[Stored data entries]
○ ○ ○ ○ ○

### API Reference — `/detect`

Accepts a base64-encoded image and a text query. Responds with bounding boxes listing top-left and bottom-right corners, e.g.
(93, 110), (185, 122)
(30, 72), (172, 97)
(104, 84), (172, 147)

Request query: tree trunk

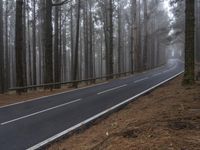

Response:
(54, 0), (61, 88)
(32, 0), (37, 87)
(44, 0), (53, 88)
(183, 0), (195, 85)
(72, 0), (81, 88)
(117, 0), (122, 75)
(15, 0), (25, 94)
(143, 0), (148, 70)
(0, 0), (4, 93)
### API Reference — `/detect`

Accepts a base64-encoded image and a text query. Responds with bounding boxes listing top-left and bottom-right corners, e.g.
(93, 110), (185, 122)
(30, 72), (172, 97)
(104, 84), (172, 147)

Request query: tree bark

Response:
(54, 0), (61, 88)
(72, 0), (81, 88)
(183, 0), (195, 85)
(0, 0), (4, 93)
(32, 0), (37, 87)
(44, 0), (53, 88)
(15, 0), (25, 94)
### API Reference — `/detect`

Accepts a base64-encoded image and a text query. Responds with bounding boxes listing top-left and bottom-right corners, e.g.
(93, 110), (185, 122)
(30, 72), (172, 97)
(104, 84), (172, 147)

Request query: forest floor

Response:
(48, 76), (200, 150)
(0, 80), (108, 107)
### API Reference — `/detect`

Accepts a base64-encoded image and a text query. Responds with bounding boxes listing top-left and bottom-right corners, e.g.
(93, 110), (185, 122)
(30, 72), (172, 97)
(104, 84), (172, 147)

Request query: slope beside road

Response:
(0, 59), (184, 150)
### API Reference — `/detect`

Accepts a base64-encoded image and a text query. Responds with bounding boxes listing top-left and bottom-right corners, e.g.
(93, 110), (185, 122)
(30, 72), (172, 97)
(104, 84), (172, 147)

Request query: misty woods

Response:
(0, 0), (199, 93)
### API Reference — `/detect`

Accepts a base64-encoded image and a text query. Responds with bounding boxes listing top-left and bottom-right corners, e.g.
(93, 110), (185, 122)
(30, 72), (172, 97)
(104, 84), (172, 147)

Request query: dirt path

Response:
(48, 76), (200, 150)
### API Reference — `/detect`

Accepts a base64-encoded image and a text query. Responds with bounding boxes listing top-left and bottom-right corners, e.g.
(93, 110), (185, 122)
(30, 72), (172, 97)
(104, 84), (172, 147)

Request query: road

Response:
(0, 59), (184, 150)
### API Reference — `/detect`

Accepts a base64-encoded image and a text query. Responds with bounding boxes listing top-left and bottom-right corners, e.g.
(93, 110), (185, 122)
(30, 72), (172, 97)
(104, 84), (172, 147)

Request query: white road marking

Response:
(27, 70), (184, 150)
(152, 72), (162, 77)
(163, 70), (169, 73)
(1, 99), (82, 125)
(97, 84), (127, 95)
(0, 82), (108, 109)
(134, 77), (149, 83)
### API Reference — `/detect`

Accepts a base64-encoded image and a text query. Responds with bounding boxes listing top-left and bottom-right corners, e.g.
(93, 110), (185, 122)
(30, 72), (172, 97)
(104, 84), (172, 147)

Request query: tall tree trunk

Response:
(15, 0), (25, 94)
(132, 0), (139, 72)
(4, 0), (10, 91)
(27, 0), (32, 86)
(32, 0), (37, 87)
(83, 0), (89, 80)
(54, 0), (61, 88)
(72, 0), (81, 88)
(0, 0), (4, 93)
(143, 0), (148, 70)
(89, 0), (94, 81)
(70, 0), (74, 81)
(117, 0), (122, 75)
(44, 0), (53, 88)
(183, 0), (195, 85)
(104, 0), (113, 79)
(109, 0), (113, 78)
(22, 0), (27, 90)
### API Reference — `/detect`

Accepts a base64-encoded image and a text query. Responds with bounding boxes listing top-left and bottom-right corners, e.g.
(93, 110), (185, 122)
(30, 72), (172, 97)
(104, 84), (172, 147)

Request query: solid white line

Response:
(134, 77), (149, 83)
(1, 99), (82, 126)
(0, 82), (108, 109)
(27, 70), (184, 150)
(97, 84), (127, 95)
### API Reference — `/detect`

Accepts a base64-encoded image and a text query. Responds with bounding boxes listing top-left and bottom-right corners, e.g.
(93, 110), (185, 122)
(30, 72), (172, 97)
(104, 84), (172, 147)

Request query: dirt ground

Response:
(48, 76), (200, 150)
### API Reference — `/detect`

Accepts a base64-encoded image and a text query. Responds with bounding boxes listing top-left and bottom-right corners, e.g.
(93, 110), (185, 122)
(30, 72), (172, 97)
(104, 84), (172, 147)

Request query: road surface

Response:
(0, 59), (184, 150)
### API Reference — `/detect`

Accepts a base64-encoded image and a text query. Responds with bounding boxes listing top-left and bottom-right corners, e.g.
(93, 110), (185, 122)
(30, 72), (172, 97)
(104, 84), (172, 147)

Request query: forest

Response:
(0, 0), (199, 94)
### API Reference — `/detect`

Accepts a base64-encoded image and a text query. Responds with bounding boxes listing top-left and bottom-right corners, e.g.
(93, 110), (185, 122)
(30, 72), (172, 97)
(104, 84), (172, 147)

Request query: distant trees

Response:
(0, 0), (176, 94)
(183, 0), (195, 84)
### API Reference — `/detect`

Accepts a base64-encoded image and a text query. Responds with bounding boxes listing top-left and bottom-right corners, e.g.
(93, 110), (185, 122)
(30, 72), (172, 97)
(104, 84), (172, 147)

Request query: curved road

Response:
(0, 59), (184, 150)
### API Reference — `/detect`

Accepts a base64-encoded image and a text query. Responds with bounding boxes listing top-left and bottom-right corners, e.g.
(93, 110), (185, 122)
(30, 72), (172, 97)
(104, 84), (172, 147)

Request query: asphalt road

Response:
(0, 59), (184, 150)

○ ○ ○ ○ ○

WHAT TO DO: For the entries above, say how many lines contain the word "white", giving the number alone.

EXERCISE OUTPUT: 2